> PROBLEM
Which lines of the listing below contain the word "jacket"? Gather every one of them and copy each line out in full.

> PROVIDED DATA
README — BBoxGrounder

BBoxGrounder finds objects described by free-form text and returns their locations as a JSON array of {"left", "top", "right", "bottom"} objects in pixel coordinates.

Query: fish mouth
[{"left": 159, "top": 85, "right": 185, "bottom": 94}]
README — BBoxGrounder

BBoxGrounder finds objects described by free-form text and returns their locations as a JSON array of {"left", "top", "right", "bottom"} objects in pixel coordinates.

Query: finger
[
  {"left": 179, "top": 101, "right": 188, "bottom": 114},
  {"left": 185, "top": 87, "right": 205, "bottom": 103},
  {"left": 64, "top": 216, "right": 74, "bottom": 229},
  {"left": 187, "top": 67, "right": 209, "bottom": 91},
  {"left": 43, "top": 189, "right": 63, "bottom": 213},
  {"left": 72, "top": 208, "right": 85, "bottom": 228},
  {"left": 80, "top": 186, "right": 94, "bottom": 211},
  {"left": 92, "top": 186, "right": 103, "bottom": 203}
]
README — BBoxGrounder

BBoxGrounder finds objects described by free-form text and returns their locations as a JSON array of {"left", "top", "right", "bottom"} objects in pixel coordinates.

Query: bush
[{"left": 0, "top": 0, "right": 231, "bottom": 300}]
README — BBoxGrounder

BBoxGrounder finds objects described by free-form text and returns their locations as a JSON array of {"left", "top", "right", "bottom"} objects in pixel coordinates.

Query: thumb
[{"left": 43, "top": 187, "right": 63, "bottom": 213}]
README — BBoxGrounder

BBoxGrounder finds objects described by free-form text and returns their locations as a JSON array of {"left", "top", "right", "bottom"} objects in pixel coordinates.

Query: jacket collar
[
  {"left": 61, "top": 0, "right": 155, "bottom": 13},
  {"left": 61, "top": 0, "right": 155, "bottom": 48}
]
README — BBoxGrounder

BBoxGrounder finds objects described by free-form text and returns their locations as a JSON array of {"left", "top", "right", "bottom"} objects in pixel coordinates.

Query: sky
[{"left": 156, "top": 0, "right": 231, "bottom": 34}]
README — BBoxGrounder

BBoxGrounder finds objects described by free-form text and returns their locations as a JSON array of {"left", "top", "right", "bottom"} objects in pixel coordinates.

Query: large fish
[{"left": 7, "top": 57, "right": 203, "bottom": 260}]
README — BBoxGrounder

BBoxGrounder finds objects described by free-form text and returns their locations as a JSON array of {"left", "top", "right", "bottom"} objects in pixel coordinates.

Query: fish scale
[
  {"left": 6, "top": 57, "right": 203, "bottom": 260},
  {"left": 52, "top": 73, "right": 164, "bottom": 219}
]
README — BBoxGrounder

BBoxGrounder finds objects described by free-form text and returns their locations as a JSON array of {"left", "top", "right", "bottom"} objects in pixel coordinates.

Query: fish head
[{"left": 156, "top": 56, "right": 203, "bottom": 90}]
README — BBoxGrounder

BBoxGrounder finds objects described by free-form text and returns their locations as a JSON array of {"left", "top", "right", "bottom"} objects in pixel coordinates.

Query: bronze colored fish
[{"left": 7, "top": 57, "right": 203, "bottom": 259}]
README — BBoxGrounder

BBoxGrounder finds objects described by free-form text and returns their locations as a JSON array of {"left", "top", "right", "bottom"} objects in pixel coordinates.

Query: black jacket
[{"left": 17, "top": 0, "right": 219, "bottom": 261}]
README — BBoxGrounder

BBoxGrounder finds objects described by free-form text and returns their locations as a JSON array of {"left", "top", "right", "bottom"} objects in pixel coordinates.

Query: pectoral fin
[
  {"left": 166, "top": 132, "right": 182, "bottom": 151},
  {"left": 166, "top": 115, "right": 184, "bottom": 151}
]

> THE SOLUTION
Query: jacket collar
Query: black jacket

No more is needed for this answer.